-- START RECORDED DATA --
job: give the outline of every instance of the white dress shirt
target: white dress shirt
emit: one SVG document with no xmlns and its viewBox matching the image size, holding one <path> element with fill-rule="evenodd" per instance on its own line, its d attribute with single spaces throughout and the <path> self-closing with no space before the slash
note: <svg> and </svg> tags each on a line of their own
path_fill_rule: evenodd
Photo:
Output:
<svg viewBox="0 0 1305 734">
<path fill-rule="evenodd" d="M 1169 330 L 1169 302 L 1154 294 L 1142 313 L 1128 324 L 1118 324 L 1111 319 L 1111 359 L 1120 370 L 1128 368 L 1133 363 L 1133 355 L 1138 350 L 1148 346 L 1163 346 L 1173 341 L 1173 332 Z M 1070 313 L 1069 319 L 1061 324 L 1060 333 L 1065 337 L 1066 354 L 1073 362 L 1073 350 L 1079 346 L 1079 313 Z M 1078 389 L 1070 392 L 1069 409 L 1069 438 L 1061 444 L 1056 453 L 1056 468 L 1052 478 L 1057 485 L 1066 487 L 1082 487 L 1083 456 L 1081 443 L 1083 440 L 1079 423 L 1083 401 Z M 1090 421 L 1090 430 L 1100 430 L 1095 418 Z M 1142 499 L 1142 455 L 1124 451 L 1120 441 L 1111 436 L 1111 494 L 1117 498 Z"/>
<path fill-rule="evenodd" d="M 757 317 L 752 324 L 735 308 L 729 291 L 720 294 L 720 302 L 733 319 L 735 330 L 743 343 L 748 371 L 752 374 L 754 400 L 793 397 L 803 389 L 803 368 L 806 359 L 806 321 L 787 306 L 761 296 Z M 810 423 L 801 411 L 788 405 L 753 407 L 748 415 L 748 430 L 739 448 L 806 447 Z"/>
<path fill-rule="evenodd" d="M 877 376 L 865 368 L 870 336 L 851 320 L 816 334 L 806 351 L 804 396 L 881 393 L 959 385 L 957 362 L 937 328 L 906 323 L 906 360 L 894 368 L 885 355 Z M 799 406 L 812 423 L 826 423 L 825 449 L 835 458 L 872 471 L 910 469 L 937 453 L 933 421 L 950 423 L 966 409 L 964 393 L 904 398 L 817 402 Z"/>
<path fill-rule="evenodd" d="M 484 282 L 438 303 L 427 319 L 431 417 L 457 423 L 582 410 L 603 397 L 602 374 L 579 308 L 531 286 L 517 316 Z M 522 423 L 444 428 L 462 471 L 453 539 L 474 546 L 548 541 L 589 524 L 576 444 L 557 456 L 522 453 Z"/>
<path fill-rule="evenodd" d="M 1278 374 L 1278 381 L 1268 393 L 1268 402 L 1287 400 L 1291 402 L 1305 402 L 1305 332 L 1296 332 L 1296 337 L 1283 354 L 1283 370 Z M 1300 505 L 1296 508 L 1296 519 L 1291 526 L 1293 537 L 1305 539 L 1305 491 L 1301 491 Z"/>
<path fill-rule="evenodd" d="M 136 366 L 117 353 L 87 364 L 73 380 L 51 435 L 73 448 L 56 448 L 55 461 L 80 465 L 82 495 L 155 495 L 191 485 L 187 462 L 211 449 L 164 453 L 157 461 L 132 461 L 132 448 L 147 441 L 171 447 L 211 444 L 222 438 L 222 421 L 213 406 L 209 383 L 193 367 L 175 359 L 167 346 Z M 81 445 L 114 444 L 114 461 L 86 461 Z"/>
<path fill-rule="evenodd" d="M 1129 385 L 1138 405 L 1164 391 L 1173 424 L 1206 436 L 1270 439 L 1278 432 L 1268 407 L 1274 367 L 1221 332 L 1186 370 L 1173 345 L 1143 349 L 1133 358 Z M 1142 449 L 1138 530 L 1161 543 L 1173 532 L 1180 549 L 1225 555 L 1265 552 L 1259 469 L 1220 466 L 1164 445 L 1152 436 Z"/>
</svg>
-- END RECORDED DATA --
-- START RECORDED DATA --
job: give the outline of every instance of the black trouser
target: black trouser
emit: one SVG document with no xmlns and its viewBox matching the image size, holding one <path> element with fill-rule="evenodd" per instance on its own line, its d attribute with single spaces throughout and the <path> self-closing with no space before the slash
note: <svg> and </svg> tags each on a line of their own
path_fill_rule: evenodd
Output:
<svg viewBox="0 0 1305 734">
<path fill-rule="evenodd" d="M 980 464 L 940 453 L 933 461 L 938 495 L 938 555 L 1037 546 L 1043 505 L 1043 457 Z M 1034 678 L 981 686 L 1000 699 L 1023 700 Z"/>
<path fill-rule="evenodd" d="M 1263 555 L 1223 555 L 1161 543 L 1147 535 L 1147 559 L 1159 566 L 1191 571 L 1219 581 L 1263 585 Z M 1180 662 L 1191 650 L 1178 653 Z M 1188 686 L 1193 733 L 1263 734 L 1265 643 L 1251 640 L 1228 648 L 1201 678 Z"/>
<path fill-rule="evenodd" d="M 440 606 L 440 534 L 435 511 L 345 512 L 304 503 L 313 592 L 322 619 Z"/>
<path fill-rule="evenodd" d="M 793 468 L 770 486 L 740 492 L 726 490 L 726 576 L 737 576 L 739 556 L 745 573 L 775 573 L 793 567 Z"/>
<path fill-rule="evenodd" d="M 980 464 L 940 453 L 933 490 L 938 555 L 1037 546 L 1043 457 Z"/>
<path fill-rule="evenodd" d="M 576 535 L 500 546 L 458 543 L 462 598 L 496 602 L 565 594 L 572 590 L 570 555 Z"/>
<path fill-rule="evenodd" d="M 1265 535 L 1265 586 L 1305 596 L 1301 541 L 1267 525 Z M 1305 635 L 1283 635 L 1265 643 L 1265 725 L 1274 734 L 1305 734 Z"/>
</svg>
-- END RECORDED DATA --
-- START RECORDED DATA --
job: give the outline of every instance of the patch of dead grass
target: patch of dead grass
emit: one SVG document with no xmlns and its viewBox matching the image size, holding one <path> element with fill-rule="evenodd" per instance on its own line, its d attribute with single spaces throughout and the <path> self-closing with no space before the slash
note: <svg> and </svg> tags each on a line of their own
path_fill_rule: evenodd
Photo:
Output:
-- END RECORDED DATA --
TASK ▸ Reproduce the records from the line with "job: give the outline of every instance of the white" up to and including the line with "1169 330 L 1169", character for character.

CORRECT OUTPUT ▸
job: give the outline of every instance of the white dress shirt
target: white dress shirt
emit: one SVG document with no xmlns and its viewBox matching the image size, holding one <path> element with fill-rule="evenodd" per instance on its own line, its d attribute with single spaces throughout and the <path> self-closing with no space before the slash
note: <svg> and </svg> tags each on a line of their own
path_fill_rule: evenodd
Photo:
Output:
<svg viewBox="0 0 1305 734">
<path fill-rule="evenodd" d="M 1169 330 L 1169 302 L 1154 294 L 1142 313 L 1128 324 L 1118 324 L 1111 319 L 1111 359 L 1120 370 L 1128 368 L 1133 363 L 1133 355 L 1138 350 L 1148 346 L 1163 346 L 1173 341 L 1173 332 Z M 1070 313 L 1069 319 L 1061 324 L 1060 333 L 1065 337 L 1066 354 L 1073 362 L 1073 350 L 1079 346 L 1079 313 Z M 1078 389 L 1070 392 L 1069 409 L 1069 438 L 1061 444 L 1056 453 L 1056 468 L 1052 478 L 1057 485 L 1066 487 L 1082 487 L 1083 456 L 1081 443 L 1083 440 L 1079 423 L 1083 401 Z M 1090 421 L 1090 430 L 1100 430 L 1095 418 Z M 1142 499 L 1142 455 L 1124 451 L 1120 441 L 1111 436 L 1111 494 L 1117 498 Z"/>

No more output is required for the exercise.